## EXERCISE PROMPT
In the listing, update the part that opens with the line containing "Point to the boy in" and closes with the line containing "x=415, y=293" by replacing "orange vest" with "hunter orange vest", leaving all else unchanged, and give back only those lines.

============================================================

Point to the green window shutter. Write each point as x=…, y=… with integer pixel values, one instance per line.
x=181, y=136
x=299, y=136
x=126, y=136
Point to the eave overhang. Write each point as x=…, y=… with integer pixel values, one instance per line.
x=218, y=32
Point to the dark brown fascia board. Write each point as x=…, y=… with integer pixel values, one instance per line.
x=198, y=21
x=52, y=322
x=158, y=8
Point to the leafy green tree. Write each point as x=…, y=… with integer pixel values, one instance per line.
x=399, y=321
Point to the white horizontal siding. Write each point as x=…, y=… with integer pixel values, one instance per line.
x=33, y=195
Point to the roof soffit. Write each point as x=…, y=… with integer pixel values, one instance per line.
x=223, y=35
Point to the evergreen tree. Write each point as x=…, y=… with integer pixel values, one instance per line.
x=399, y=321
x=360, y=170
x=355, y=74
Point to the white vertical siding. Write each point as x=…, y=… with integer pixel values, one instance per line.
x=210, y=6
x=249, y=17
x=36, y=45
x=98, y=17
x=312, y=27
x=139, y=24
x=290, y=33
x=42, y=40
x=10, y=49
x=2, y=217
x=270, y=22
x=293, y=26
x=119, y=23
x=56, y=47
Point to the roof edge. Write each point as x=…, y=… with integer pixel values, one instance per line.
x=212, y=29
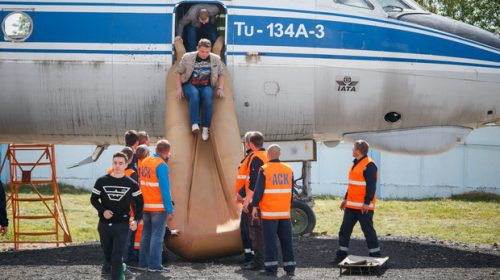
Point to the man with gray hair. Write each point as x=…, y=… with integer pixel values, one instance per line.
x=200, y=23
x=359, y=202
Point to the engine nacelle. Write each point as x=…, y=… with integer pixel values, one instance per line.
x=415, y=141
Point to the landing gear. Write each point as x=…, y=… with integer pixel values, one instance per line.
x=302, y=215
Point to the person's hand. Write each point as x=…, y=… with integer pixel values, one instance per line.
x=133, y=225
x=220, y=92
x=364, y=209
x=170, y=217
x=246, y=202
x=179, y=94
x=107, y=214
x=342, y=205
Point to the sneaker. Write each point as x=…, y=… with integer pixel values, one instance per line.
x=269, y=273
x=195, y=128
x=338, y=259
x=106, y=270
x=204, y=133
x=160, y=269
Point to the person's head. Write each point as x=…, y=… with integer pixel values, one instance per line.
x=129, y=153
x=163, y=148
x=131, y=138
x=203, y=48
x=142, y=152
x=256, y=141
x=246, y=139
x=143, y=137
x=119, y=163
x=360, y=149
x=203, y=16
x=273, y=152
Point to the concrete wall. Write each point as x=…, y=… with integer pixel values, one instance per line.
x=473, y=165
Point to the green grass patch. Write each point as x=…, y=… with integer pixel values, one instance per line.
x=444, y=219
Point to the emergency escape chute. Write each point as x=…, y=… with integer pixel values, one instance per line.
x=202, y=175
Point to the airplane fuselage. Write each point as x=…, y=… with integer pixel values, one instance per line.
x=301, y=70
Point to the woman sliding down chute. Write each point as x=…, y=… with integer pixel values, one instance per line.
x=202, y=175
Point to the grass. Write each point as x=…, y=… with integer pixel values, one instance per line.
x=469, y=218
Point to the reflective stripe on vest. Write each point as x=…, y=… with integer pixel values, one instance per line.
x=262, y=155
x=356, y=188
x=150, y=185
x=276, y=201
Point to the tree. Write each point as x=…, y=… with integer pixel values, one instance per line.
x=481, y=13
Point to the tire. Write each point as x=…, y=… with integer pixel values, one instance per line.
x=302, y=217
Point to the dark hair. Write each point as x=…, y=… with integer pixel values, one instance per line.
x=162, y=146
x=143, y=137
x=362, y=146
x=120, y=154
x=257, y=139
x=205, y=43
x=131, y=138
x=128, y=152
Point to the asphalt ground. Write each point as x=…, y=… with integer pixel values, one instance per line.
x=410, y=258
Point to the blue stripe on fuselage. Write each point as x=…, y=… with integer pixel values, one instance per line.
x=344, y=35
x=100, y=28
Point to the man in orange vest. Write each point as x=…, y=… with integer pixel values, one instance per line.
x=359, y=202
x=158, y=207
x=241, y=181
x=273, y=196
x=259, y=158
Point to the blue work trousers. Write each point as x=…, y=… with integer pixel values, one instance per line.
x=351, y=217
x=282, y=229
x=153, y=232
x=207, y=31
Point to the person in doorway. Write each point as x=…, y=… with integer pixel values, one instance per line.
x=199, y=22
x=359, y=202
x=273, y=196
x=195, y=76
x=112, y=196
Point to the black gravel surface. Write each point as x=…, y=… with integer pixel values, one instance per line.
x=410, y=258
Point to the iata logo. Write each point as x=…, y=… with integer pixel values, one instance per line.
x=347, y=84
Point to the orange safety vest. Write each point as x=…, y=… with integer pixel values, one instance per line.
x=277, y=198
x=138, y=233
x=243, y=173
x=356, y=188
x=150, y=185
x=259, y=154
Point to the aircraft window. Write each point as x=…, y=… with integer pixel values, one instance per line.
x=394, y=5
x=17, y=26
x=356, y=3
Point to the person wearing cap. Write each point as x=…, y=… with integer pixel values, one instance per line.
x=196, y=76
x=199, y=22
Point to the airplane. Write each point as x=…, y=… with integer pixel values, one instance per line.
x=390, y=72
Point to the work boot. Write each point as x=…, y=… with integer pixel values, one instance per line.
x=195, y=128
x=204, y=133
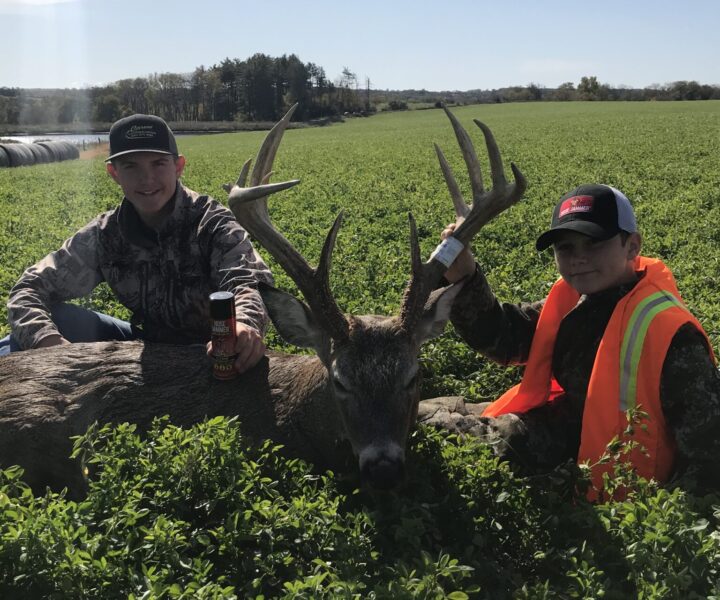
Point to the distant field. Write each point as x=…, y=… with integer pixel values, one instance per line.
x=202, y=513
x=664, y=156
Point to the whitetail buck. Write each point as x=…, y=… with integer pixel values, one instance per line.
x=362, y=387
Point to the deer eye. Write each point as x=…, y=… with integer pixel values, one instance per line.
x=339, y=387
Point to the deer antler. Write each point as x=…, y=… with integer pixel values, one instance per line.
x=486, y=205
x=249, y=204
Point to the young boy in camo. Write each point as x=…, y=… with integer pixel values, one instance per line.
x=162, y=251
x=612, y=334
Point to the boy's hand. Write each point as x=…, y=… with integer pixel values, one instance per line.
x=54, y=339
x=464, y=264
x=249, y=347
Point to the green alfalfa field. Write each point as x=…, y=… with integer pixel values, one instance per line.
x=250, y=523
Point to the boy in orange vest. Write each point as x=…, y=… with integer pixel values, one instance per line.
x=612, y=335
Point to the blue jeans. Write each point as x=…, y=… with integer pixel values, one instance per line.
x=78, y=324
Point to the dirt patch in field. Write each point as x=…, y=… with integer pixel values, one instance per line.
x=94, y=151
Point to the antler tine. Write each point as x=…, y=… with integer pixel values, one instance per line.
x=502, y=196
x=486, y=205
x=250, y=208
x=468, y=152
x=461, y=209
x=266, y=154
x=415, y=293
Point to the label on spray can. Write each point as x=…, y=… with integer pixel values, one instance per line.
x=223, y=334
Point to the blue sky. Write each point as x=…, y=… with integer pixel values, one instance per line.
x=439, y=45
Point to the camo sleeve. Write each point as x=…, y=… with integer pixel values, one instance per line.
x=501, y=331
x=70, y=272
x=236, y=266
x=690, y=396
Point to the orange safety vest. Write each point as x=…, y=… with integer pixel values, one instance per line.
x=626, y=373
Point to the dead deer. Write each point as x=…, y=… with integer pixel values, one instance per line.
x=362, y=386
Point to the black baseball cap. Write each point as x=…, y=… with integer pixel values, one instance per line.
x=599, y=211
x=141, y=133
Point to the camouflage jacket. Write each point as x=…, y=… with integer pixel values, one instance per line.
x=163, y=277
x=547, y=436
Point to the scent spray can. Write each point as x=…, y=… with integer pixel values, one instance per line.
x=222, y=313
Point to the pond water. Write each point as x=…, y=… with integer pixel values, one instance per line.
x=74, y=138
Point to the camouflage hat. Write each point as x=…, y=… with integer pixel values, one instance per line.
x=141, y=133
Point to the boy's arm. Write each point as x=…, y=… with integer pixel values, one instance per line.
x=690, y=397
x=500, y=331
x=237, y=267
x=70, y=272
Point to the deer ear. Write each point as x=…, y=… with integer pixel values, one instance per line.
x=291, y=318
x=436, y=312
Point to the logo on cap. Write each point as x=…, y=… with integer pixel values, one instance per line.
x=137, y=132
x=575, y=204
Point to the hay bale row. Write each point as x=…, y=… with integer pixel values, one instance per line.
x=18, y=155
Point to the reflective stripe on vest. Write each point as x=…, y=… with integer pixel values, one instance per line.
x=633, y=340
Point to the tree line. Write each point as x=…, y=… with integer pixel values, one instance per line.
x=261, y=88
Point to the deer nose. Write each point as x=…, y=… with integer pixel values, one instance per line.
x=383, y=466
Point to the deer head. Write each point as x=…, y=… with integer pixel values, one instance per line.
x=372, y=361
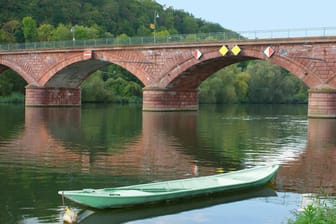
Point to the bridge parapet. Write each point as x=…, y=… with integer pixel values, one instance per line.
x=172, y=72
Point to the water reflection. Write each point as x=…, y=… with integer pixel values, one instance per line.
x=43, y=150
x=314, y=170
x=138, y=213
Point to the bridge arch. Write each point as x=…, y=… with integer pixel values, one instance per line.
x=199, y=70
x=24, y=73
x=71, y=71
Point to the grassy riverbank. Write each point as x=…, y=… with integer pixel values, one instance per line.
x=319, y=212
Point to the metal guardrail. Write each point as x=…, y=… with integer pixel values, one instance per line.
x=180, y=38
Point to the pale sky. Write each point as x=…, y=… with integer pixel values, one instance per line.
x=248, y=15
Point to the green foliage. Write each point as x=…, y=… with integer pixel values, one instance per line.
x=29, y=28
x=255, y=82
x=112, y=85
x=49, y=20
x=316, y=214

============================================================

## SOLUTION TO THIS PROBLEM
Point to the boy in hunter orange vest. Write each point as x=…, y=… with integer pixel values, one instance per line.
x=612, y=335
Point to the blue jeans. Write each point as x=…, y=… with integer pixel values, one instance per line.
x=78, y=324
Point to the dirt patch in field. Write each point as x=…, y=… with integer pixel values, one instance per line.
x=94, y=151
Point to the antler tine. Write each point as x=…, y=… with integer pixel values, one instance per line.
x=502, y=196
x=486, y=205
x=250, y=208
x=468, y=152
x=461, y=209
x=266, y=154
x=415, y=293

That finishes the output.